**What you should do:** Below are some records. Return exactly the lines from the one with "Can you find the cottage" to the one with "Can you find the sunlit", and nothing else.

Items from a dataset
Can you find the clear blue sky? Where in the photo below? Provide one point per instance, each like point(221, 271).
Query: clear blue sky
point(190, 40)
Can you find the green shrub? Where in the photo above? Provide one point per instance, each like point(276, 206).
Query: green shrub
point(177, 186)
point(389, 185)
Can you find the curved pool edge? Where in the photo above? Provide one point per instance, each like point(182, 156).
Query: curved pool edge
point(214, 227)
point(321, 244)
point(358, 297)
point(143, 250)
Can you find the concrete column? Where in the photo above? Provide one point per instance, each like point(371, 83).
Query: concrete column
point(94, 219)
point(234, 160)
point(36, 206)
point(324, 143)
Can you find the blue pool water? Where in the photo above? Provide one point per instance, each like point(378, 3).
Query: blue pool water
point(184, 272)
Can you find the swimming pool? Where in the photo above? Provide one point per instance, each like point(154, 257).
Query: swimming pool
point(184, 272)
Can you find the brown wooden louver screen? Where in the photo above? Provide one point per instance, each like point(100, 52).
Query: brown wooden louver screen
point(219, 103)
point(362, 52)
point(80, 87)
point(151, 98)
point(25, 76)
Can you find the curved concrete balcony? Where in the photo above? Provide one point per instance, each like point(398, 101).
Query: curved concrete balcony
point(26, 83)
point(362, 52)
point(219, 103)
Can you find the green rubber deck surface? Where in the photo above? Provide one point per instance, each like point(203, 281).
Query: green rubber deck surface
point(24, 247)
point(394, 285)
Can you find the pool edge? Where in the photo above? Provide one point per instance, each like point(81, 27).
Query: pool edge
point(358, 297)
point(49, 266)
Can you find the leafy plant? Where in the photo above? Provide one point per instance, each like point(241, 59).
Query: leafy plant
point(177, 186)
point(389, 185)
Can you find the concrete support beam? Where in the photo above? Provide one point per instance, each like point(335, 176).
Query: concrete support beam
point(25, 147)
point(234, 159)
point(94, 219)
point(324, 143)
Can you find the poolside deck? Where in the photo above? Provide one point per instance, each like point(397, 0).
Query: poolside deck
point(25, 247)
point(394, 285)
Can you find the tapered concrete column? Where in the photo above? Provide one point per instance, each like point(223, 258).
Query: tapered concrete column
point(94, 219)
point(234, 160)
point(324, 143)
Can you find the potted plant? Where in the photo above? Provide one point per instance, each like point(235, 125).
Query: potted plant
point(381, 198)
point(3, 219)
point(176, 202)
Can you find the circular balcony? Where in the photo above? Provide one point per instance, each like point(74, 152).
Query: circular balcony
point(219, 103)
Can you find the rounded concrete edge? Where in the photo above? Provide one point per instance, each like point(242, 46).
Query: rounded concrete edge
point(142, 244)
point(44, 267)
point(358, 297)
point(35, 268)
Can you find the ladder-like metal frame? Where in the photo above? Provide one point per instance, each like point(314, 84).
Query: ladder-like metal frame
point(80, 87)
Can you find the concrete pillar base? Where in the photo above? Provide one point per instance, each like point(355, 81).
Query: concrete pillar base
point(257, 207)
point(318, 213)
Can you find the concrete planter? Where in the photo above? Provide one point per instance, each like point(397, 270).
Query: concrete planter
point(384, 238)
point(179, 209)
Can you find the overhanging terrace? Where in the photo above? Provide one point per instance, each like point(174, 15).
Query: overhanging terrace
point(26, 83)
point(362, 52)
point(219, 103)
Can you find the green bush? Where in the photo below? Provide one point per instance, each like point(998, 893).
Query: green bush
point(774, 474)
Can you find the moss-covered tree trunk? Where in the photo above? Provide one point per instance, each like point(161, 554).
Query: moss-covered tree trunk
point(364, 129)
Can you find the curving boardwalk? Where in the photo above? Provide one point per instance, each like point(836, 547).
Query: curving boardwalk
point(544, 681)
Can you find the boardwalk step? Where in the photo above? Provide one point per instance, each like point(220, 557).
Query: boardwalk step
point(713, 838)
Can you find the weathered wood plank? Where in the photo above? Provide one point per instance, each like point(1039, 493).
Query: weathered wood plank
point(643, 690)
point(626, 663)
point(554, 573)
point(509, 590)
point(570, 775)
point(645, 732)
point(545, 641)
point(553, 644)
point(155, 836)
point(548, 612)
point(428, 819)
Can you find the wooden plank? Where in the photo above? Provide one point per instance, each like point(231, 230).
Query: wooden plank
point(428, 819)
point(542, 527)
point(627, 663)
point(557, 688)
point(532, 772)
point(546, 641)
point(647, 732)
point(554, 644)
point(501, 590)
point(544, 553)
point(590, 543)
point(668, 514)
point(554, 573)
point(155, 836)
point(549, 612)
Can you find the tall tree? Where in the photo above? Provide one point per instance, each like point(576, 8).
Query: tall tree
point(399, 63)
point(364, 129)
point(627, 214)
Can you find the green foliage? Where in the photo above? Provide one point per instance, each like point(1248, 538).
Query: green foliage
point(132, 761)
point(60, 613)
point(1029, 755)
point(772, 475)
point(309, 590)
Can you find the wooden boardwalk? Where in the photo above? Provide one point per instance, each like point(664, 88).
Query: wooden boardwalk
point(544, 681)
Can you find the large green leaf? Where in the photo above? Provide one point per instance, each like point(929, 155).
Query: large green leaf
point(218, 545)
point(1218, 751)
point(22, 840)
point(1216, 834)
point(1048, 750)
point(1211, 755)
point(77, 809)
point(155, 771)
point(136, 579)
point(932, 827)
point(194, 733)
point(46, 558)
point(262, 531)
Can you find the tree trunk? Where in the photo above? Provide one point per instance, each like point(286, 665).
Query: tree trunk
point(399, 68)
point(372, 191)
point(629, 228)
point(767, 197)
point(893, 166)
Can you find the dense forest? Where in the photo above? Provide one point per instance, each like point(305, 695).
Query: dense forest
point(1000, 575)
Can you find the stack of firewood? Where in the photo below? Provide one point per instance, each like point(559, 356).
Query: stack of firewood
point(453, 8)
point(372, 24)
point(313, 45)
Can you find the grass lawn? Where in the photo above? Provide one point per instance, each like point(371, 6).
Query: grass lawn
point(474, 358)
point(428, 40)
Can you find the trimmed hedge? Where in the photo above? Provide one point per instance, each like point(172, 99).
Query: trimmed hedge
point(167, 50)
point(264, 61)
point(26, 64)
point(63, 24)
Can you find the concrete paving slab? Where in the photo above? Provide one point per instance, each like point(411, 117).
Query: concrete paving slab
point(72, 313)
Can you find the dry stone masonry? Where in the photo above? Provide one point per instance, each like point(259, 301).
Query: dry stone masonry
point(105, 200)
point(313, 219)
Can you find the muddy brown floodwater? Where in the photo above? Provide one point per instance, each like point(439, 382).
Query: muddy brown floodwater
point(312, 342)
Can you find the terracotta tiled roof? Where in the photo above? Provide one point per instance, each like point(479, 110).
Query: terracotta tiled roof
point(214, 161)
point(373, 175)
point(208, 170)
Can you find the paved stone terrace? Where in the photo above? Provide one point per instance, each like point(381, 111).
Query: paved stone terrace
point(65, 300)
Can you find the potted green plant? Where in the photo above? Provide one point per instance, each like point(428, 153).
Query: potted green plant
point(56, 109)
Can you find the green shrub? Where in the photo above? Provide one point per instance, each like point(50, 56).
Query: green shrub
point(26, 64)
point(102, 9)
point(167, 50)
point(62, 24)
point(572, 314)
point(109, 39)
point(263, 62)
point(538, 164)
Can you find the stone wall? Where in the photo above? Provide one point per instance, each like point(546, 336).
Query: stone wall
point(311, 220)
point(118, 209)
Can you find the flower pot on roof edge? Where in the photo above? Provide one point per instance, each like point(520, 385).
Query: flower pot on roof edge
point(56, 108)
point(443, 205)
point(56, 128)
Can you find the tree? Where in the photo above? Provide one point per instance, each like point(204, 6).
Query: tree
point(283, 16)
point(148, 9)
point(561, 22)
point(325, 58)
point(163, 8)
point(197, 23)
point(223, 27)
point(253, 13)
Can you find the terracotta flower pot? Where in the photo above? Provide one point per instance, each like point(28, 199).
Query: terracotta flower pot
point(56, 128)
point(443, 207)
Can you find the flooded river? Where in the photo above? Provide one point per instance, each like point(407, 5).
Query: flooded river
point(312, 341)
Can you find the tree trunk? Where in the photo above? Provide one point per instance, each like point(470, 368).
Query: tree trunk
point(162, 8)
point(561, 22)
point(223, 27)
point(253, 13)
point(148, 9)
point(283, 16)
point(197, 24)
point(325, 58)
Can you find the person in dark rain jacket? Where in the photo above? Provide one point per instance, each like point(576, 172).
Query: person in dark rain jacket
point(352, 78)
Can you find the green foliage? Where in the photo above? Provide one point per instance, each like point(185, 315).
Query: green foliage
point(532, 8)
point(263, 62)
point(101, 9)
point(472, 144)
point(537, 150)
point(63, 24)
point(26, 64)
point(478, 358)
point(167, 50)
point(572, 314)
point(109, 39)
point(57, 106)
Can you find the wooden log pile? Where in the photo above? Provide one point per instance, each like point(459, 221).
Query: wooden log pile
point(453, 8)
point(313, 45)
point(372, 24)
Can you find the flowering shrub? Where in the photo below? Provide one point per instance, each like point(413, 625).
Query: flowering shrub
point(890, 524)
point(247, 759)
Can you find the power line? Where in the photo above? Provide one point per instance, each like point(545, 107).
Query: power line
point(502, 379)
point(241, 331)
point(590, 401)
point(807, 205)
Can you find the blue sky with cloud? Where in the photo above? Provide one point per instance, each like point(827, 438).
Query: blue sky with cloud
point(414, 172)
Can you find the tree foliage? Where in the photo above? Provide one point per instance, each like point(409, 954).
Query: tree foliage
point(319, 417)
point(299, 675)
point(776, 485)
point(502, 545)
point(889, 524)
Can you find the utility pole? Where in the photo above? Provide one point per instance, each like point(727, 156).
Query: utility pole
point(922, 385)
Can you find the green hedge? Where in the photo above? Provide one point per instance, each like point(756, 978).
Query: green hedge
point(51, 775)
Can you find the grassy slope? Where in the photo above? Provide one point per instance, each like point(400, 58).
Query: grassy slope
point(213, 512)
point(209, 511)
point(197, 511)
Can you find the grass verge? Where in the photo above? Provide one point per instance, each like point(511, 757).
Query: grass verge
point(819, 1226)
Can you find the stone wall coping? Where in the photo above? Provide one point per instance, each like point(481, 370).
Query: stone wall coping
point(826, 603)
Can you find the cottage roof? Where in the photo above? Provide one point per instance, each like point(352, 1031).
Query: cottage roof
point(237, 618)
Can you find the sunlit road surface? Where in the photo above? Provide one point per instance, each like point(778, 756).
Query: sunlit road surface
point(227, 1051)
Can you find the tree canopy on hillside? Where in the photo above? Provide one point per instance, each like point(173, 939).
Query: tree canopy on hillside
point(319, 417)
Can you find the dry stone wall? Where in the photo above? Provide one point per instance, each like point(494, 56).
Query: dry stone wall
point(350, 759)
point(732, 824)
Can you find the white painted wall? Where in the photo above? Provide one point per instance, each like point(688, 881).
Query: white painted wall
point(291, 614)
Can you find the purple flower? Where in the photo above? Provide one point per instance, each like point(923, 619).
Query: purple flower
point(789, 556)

**Task response:**
Can you find the cottage roof? Where in the photo above? Provide one point per instance, each like point(352, 1031).
Query: cottage roof
point(237, 618)
Can you find the sunlit road surface? Where in the photo above? Provide one point per instance, each like point(778, 756).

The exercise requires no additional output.